Each line of the material below should be reproduced exactly.

—————

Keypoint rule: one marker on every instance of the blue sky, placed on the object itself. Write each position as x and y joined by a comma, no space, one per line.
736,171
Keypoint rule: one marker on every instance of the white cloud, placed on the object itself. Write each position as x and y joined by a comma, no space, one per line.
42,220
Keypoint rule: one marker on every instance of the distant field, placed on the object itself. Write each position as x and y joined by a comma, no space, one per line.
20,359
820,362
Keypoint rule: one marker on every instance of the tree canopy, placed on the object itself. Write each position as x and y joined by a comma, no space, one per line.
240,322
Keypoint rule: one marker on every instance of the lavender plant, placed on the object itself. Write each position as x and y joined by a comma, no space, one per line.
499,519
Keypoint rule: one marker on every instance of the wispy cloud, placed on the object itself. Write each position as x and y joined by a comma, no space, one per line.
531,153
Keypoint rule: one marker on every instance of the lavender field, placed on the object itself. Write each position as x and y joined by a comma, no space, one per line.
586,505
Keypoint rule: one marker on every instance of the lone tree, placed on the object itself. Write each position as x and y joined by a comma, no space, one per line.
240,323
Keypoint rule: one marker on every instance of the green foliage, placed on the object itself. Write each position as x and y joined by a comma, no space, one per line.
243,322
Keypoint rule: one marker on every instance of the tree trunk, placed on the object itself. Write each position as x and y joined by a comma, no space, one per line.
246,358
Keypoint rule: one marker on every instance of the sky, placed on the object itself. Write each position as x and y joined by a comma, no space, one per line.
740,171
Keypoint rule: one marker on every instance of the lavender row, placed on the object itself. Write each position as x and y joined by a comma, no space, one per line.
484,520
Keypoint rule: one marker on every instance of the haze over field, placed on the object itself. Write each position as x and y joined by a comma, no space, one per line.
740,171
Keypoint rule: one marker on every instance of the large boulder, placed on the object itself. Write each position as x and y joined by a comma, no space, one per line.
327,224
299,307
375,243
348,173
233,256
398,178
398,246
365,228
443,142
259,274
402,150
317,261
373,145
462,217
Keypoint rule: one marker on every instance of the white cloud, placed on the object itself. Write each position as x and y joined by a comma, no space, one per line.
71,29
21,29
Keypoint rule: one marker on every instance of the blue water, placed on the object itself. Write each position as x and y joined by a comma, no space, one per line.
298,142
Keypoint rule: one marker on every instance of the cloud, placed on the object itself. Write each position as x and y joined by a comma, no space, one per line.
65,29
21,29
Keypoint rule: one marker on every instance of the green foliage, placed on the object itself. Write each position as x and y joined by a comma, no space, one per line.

—————

ANSWER FOR THIS EXERCISE =
Keypoint rule: one marker on every instance of the blue sky, placed on the object itself. Write each position as x and y joined by a comma, no space, one per line.
736,171
Keypoint rule: one marker on every instance of the white cloud, placed on the object itself. Write each position as x and y joined by a comma, no space, one per line.
42,220
Keypoint rule: one marker on every instance of the distant field, placed on the object itself. Write each position as x and y joined by a comma, no space, one per line.
20,359
820,362
Keypoint rule: one marker on every instance of the tree canopy, placed on the object itself. Write each position as x and y joined by a comma, no space, one per line.
240,322
Keypoint rule: one marker on every instance of the lavender plant, placed on the object itself. Write each position as x and y joined by a comma, no space, one per line.
499,519
Keypoint rule: one marker on every instance of the wispy cloud, placed on the object itself. Write each position as x and y joined by a comma, no space, one per line.
531,153
Keypoint rule: one marker on every instance of the lavender field, placed on the object itself. Write each position as x and y joined by a comma, no space, one per line.
586,505
Keypoint rule: one marker on every instance of the lone tree, placed on the object itself. Write each position as x and y joined by a comma, no space, one per line.
240,323
Keypoint rule: one marker on every instance of the green foliage, placed on the object itself. Write each position as x and y joined by a comma, no space, one per line.
243,322
Keypoint rule: one marker on every instance of the tree trunk, placed on the object itself. Write each position as x and y joined by a comma, no space, one per line.
246,358
Keypoint rule: one marker on every instance of the sky, placed on the object itself. Write each position as x and y joined by a comma, no space, one per line.
740,171
Keypoint rule: one marker on every instance of the lavender row, placed on the object itself. Write each position as x and y joined by a comma, no space, one per line.
484,520
Keypoint rule: one marker on every instance of the haze over field, placed on the object itself. Write each position as x and y joined by a comma, no space, one per line.
740,171
Keypoint rule: one marker on every instance of the large boulder, placed on the object itself. Write each position as x and y joined by a comma, no space, one per line.
327,224
299,307
375,243
348,173
233,256
398,178
398,246
365,228
443,142
259,274
402,150
317,261
373,145
462,217
Keypoint rule: one marker on every instance of the white cloud, placed on the object itself. Write each position as x and y joined by a comma, no space, one per line.
71,29
21,29
Keypoint rule: one marker on every instance of the blue water, placed on the object itself. Write each position as x and y joined by a comma, no space, one per line.
298,142
Keypoint rule: one marker on every instance of the cloud, placed on the object itself. Write each position as x and y joined by a comma, no space, one per line.
65,29
21,29
Keypoint rule: one marker on every instance of the green foliage, placed on the object itself. Write each position as x and y joined by a comma, no space, one per line.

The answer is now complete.